§ **YOUR INSTRUCTIONS**
Every record below should be printed exactly as given.

§ **SUPPLIED RECORDS**
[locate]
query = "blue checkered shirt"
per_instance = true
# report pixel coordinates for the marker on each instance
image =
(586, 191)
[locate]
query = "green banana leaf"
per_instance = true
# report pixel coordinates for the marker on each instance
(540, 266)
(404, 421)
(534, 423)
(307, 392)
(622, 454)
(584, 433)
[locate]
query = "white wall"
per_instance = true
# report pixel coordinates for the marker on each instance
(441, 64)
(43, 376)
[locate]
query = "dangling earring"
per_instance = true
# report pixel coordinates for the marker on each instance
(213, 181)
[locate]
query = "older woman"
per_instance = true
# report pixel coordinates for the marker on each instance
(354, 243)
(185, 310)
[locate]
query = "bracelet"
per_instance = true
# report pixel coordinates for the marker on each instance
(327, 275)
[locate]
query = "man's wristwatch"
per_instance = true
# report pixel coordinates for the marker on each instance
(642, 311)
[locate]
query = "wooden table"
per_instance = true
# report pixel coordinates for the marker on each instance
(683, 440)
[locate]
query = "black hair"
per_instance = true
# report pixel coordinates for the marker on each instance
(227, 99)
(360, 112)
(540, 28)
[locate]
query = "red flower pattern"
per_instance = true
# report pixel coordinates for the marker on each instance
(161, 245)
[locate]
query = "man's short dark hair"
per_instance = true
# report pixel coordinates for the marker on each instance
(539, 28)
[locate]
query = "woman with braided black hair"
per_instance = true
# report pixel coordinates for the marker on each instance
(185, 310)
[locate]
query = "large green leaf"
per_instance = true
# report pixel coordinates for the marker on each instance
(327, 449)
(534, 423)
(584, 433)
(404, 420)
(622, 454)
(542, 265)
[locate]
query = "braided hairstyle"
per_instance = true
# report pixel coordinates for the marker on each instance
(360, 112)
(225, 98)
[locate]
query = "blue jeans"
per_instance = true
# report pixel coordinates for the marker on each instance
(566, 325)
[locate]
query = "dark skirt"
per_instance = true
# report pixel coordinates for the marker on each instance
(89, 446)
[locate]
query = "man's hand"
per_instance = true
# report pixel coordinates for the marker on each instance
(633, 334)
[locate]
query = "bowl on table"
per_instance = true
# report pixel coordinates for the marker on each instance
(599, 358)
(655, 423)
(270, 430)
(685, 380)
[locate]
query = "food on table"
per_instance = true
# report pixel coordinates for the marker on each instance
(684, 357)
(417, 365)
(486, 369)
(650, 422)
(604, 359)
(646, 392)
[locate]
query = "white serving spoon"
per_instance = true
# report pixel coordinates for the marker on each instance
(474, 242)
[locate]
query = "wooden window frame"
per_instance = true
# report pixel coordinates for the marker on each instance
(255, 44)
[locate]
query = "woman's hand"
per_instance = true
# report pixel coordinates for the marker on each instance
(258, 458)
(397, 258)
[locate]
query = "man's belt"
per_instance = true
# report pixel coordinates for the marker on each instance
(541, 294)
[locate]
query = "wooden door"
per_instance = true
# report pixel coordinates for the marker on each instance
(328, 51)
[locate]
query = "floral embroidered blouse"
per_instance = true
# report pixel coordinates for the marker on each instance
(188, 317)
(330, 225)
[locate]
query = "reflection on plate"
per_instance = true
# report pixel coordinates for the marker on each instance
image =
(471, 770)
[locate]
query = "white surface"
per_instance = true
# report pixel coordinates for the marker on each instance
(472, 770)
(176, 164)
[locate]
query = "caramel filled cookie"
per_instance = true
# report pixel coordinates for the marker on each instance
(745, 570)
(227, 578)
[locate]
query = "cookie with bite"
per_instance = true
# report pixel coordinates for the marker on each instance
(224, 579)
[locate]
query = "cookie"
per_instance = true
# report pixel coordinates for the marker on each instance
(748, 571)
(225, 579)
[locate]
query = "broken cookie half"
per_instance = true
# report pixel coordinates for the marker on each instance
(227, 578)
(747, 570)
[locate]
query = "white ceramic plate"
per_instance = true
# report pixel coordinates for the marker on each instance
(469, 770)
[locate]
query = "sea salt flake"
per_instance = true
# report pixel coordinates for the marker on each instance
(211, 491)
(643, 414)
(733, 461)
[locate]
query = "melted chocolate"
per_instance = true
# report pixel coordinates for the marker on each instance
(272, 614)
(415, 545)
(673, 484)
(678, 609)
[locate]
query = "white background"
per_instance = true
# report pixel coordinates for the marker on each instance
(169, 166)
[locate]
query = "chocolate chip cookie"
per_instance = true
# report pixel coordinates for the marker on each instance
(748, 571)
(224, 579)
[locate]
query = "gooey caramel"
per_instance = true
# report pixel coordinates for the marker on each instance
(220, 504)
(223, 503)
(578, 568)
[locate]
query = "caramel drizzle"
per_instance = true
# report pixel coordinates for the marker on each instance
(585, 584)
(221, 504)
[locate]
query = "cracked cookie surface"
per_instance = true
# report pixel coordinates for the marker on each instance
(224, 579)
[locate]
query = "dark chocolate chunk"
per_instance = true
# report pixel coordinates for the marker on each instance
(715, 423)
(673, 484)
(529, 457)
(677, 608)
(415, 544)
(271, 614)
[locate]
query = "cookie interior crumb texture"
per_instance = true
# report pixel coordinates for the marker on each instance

§ **SOLUTION FOR THIS PROBLEM**
[locate]
query = "blue checkered shirt"
per_instance = true
# report pixel coordinates for the marker on each instance
image =
(586, 191)
[locate]
query = "green banana leaf"
per_instance = true
# report pixel coordinates for the marker on each instance
(540, 266)
(404, 421)
(534, 423)
(307, 392)
(622, 454)
(584, 433)
[locate]
query = "white wall"
per_instance = true
# report pixel coordinates for the marker on each instance
(441, 64)
(43, 376)
[locate]
query = "dangling earring"
per_instance = true
# report pixel coordinates for the marker on each instance
(213, 181)
[locate]
query = "older woman"
per_instance = true
# report pixel coordinates for the marker on each instance
(354, 243)
(185, 310)
[locate]
query = "bracelet"
per_instance = true
# report pixel coordinates for the marker on each instance
(327, 275)
[locate]
query = "man's wristwatch"
per_instance = true
# report pixel coordinates for the marker on each instance
(642, 311)
[locate]
query = "wooden table"
per_instance = true
# report pixel coordinates for the marker on each instance
(683, 440)
[locate]
query = "black hair"
per_instance = true
# report pixel coordinates for the marker on each instance
(227, 99)
(360, 112)
(540, 28)
[locate]
query = "red flower pattern"
per_instance = true
# report pixel coordinates for the marker on each instance
(161, 245)
[locate]
query = "man's short dark hair"
per_instance = true
# report pixel coordinates for the marker on each instance
(539, 28)
[locate]
query = "woman with braided black hair"
per_instance = true
# report pixel coordinates for the marker on each instance
(185, 310)
[locate]
query = "large green leaf"
per_instance = true
# report pixel coordinates for the marker on each instance
(327, 449)
(534, 423)
(584, 433)
(404, 420)
(622, 454)
(542, 265)
[locate]
query = "braided hairstyle"
per_instance = true
# report pixel coordinates for the marker on each instance
(360, 112)
(225, 98)
[locate]
query = "blue jeans"
per_instance = true
# report pixel coordinates for the marker on each instance
(566, 325)
[locate]
query = "dark skirt"
per_instance = true
# report pixel coordinates for the marker on each instance
(89, 446)
[locate]
query = "man's hand"
per_instance = true
# report pixel coordinates for the marker on each instance
(633, 334)
[locate]
query = "bowl on table"
per_instance = true
# report pixel coordinates for the marker on each instance
(599, 358)
(655, 423)
(270, 430)
(685, 380)
[locate]
query = "food on table"
per_instance = true
# report pixel coordinates for the marker on each instance
(684, 357)
(417, 365)
(486, 369)
(650, 422)
(604, 359)
(646, 392)
[locate]
query = "white serving spoon"
per_instance = true
# report pixel coordinates for the marker on each instance
(474, 242)
[locate]
query = "wooden window frame"
per_instance = true
# report pixel coordinates for the marker on each instance
(255, 44)
[locate]
query = "woman's hand"
per_instance = true
# report pixel coordinates for the marker on each instance
(258, 458)
(397, 258)
[locate]
query = "man's belt"
per_instance = true
# report pixel coordinates for the marker on each instance
(541, 294)
[locate]
query = "wooden door"
per_instance = true
# report pixel coordinates for the marker on each instance
(328, 51)
[locate]
query = "floral embroidered blouse"
per_instance = true
# report pixel coordinates for the marker on each instance
(188, 317)
(330, 225)
[locate]
query = "reflection on plate"
per_instance = true
# report pixel coordinates for the marker on each instance
image =
(471, 770)
[locate]
query = "white surface"
per_instance = true
# report pixel coordinates for the marker on each instance
(472, 770)
(176, 164)
[locate]
query = "caramel filled cookie"
per_instance = true
# report pixel coordinates for the marker on each instance
(745, 570)
(227, 578)
[locate]
query = "cookie with bite"
per_instance = true
# report pixel coordinates for the marker on each instance
(224, 579)
[locate]
query = "cookie"
per_instance = true
# report pixel coordinates for the marker on each instance
(748, 571)
(225, 579)
[locate]
query = "broken cookie half"
per_instance = true
# report pixel coordinates for the marker on each instance
(227, 578)
(747, 570)
[locate]
query = "white ceramic plate"
per_instance = true
# report pixel coordinates for the marker on each instance
(469, 770)
[locate]
query = "sea salt flake"
per_instance = true
# report pixel coordinates for the marker on each instance
(211, 491)
(643, 414)
(733, 461)
[locate]
query = "melted chocolate"
per_instance = true
# report pixel coordinates for the marker on each instance
(272, 614)
(415, 545)
(673, 484)
(678, 609)
[locate]
query = "white background"
per_instance = true
# report pixel coordinates for the marker on each instance
(169, 166)
[locate]
query = "chocolate chip cookie"
per_instance = true
# report pixel coordinates for the marker on each instance
(748, 571)
(224, 579)
[locate]
query = "gooey caramel"
per_instance = true
# report pixel coordinates for the marker on each instance
(220, 504)
(223, 503)
(578, 568)
[locate]
query = "caramel drizzle"
per_instance = true
# report pixel coordinates for the marker on each instance
(585, 584)
(221, 504)
[locate]
query = "cracked cookie surface"
per_instance = true
# report pixel coordinates for the marker on each instance
(224, 579)
[locate]
query = "dark chocolate chunk"
per_instance = true
# report pixel coordinates for the marker on each instance
(715, 423)
(673, 484)
(529, 457)
(677, 608)
(415, 544)
(271, 614)
[locate]
query = "cookie interior crumb texture"
per_instance = true
# report pixel coordinates for the marker on each instance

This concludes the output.